Saved entries
┌──

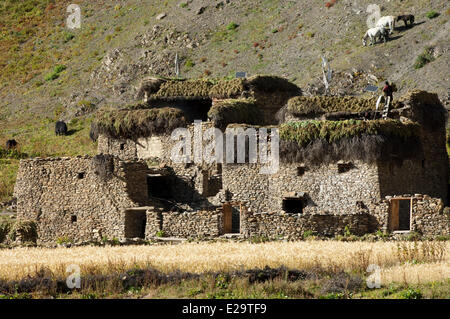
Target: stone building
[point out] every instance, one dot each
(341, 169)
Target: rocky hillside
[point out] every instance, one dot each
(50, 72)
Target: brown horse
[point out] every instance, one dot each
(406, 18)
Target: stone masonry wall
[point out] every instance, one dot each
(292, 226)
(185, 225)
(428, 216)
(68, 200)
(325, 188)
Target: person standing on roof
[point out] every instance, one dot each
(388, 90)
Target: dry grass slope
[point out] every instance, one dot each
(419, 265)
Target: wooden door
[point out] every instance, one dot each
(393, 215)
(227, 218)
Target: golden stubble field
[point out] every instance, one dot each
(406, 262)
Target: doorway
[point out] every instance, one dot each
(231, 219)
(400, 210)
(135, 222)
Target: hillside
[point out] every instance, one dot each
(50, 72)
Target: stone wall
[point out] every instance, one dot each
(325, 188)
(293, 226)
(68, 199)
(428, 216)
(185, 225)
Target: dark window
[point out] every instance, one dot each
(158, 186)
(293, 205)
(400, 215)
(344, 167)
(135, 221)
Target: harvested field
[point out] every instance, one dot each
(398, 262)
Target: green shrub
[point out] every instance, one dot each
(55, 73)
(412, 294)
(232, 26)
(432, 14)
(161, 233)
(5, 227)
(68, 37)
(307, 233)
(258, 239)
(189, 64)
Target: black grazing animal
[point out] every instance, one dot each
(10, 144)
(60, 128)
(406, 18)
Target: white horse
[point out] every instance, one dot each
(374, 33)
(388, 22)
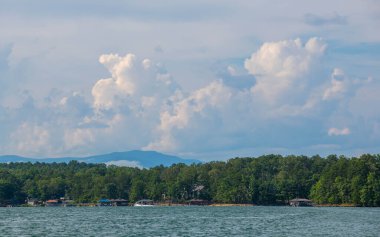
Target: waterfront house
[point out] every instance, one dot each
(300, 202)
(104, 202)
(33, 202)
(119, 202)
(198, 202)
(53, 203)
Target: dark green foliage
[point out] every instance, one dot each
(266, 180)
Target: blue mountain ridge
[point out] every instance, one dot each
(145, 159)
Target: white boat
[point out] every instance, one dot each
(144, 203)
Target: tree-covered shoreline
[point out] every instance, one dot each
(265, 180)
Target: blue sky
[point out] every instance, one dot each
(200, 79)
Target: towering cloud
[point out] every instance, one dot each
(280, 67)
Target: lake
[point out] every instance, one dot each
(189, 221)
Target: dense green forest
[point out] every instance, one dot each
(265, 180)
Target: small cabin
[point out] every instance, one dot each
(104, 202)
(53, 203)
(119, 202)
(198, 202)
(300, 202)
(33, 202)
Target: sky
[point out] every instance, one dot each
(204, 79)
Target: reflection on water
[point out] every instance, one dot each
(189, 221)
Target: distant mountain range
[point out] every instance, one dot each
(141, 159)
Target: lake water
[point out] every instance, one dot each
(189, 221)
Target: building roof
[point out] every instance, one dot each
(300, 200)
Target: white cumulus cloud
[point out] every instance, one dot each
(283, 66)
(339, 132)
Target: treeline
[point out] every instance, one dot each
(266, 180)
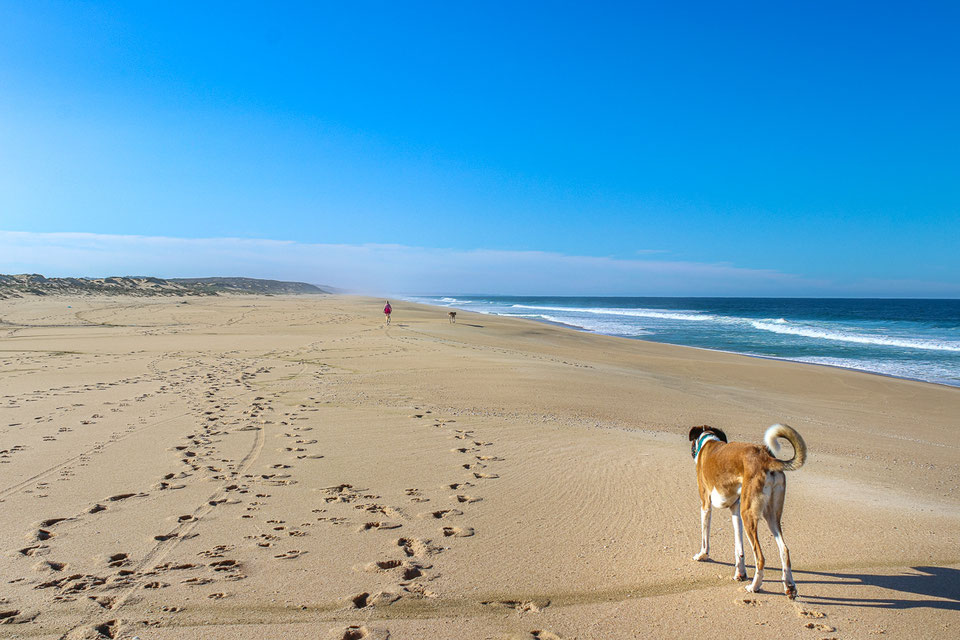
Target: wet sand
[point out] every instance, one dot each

└──
┌──

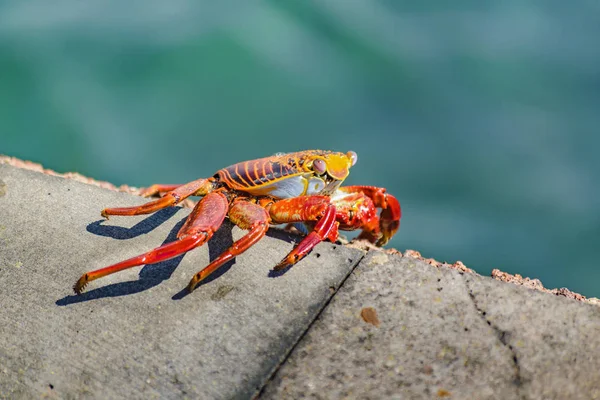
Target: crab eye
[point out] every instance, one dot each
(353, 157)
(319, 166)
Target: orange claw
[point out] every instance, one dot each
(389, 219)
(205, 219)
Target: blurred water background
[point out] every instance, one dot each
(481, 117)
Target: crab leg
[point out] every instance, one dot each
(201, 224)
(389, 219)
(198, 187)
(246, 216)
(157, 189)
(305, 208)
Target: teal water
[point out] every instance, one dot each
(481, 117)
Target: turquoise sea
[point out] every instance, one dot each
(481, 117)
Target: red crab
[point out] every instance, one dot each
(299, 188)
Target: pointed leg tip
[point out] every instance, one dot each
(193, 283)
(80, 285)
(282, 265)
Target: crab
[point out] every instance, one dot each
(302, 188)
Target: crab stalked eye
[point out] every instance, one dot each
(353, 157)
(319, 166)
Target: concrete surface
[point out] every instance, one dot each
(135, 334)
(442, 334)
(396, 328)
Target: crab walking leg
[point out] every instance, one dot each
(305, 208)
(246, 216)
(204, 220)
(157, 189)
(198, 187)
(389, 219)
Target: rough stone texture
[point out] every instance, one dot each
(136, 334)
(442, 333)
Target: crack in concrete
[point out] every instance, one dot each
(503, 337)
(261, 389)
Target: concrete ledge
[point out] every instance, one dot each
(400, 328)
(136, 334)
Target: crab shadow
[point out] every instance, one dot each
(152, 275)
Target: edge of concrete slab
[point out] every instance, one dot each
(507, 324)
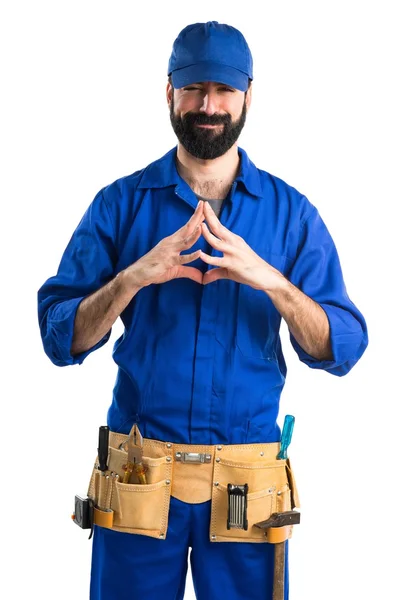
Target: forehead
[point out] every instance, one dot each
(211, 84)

└──
┌──

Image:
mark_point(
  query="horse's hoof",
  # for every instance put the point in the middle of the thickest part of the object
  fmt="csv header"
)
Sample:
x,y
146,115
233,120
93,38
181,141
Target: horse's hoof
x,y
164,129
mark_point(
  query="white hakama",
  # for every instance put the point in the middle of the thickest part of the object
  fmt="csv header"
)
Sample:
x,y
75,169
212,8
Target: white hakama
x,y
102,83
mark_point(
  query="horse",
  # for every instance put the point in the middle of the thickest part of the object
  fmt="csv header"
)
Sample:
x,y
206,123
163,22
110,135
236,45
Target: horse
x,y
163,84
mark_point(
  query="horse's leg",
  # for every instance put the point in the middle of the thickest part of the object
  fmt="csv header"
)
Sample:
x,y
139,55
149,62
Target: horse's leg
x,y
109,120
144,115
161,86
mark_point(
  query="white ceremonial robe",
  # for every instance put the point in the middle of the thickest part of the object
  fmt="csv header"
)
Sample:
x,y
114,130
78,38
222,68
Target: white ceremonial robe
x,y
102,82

└──

**Exercise goal:**
List every line in the records that contains the word "green", matching case exactly.

**Task output:**
Target: green shrub
Target: dark green foliage
Target: dense green forest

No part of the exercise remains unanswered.